== Material to process ==

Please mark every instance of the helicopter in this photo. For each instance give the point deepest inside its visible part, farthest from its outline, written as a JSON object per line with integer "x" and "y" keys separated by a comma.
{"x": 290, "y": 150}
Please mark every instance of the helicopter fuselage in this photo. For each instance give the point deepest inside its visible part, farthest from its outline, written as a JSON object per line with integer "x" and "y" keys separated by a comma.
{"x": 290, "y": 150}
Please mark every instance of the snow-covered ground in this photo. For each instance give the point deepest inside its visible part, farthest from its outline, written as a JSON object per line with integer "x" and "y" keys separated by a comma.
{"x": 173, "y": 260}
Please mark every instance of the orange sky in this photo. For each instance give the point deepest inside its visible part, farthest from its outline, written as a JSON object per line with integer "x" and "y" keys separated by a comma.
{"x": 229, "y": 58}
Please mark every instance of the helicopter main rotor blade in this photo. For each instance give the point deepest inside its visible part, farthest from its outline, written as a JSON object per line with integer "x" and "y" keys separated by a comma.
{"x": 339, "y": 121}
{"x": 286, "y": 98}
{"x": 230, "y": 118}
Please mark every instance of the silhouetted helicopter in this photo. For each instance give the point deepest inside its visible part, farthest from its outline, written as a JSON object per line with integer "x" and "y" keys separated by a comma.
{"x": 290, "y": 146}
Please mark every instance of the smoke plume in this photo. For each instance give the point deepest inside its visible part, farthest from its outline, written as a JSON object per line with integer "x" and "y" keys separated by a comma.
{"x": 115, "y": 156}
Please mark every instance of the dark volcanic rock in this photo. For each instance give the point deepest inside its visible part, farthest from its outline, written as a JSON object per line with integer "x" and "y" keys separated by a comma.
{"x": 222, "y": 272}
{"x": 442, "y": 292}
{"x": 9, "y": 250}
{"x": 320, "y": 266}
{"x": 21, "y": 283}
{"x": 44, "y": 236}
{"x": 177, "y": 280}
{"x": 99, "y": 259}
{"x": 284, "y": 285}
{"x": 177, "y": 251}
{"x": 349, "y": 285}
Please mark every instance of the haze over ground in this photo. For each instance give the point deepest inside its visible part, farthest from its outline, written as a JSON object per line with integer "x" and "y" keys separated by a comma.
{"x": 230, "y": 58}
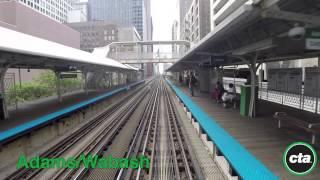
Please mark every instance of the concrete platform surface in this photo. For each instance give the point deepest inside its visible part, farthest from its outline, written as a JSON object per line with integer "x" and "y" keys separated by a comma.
{"x": 31, "y": 110}
{"x": 260, "y": 136}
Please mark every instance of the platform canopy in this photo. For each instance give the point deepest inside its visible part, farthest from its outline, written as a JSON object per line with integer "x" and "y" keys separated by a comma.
{"x": 18, "y": 50}
{"x": 257, "y": 28}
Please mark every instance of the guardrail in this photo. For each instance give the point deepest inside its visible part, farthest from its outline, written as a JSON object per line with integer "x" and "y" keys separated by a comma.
{"x": 238, "y": 157}
{"x": 24, "y": 128}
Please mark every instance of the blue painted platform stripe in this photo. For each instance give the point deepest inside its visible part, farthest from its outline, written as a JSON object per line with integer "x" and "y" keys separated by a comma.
{"x": 50, "y": 117}
{"x": 246, "y": 165}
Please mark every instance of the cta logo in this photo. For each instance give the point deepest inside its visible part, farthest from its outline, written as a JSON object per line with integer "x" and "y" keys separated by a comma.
{"x": 300, "y": 158}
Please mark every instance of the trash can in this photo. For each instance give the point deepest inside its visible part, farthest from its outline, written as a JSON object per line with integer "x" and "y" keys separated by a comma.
{"x": 245, "y": 100}
{"x": 2, "y": 113}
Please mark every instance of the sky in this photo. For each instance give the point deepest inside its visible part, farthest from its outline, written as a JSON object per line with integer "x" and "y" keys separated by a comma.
{"x": 163, "y": 13}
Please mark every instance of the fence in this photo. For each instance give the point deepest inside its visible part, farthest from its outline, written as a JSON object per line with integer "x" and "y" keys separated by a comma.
{"x": 299, "y": 101}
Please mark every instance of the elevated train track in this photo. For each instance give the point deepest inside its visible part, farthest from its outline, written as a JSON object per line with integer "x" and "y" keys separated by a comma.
{"x": 143, "y": 123}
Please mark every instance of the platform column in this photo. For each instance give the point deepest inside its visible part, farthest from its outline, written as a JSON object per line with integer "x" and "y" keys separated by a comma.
{"x": 118, "y": 75}
{"x": 204, "y": 79}
{"x": 85, "y": 73}
{"x": 4, "y": 114}
{"x": 58, "y": 85}
{"x": 253, "y": 66}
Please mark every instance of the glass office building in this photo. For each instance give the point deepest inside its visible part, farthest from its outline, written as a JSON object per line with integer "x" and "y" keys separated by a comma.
{"x": 121, "y": 12}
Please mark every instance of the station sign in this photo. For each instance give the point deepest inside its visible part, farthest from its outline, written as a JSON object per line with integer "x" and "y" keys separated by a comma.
{"x": 285, "y": 80}
{"x": 68, "y": 75}
{"x": 313, "y": 39}
{"x": 312, "y": 82}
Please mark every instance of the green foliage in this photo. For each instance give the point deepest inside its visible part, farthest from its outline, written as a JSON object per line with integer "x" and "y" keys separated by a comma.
{"x": 42, "y": 86}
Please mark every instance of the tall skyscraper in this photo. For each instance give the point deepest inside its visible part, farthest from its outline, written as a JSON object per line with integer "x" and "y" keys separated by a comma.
{"x": 56, "y": 10}
{"x": 184, "y": 6}
{"x": 124, "y": 13}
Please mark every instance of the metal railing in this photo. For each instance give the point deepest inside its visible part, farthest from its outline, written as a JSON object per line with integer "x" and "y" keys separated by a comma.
{"x": 298, "y": 100}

===

* [Aim] Copy the material word for word, starting with the line that contains "Please mark every instance of the station" and continuing through the last line of the material.

* [Output of the exercise]
Please mark every instance of the station sign in this photo. For each instance give the point deepest inside its visible part, farthest from its outline, written as a JSON object per line with integer "x" and "y" keys separated by a comma.
{"x": 285, "y": 80}
{"x": 68, "y": 75}
{"x": 313, "y": 39}
{"x": 312, "y": 82}
Please mark every instance of the green foliage in this photo. For each instance give the point deepest inside its visible part, farthest from its outline, written as a JSON object per line with integer "x" and "y" keys separated by a comma.
{"x": 42, "y": 86}
Please mark every instance of the tall skyscraper in this photo. For each instance give the point deepest inside its visible part, farthest from its outline, written as a JSON object per line with integer "x" and "y" keys separated by a comma.
{"x": 56, "y": 10}
{"x": 184, "y": 6}
{"x": 124, "y": 13}
Please mark every instance of the metal railing in this photo. For each instance give the point deepest inside its visible part, farthest from its outline, written as a JSON object per line with integer "x" and "y" keys separated by a comma.
{"x": 298, "y": 100}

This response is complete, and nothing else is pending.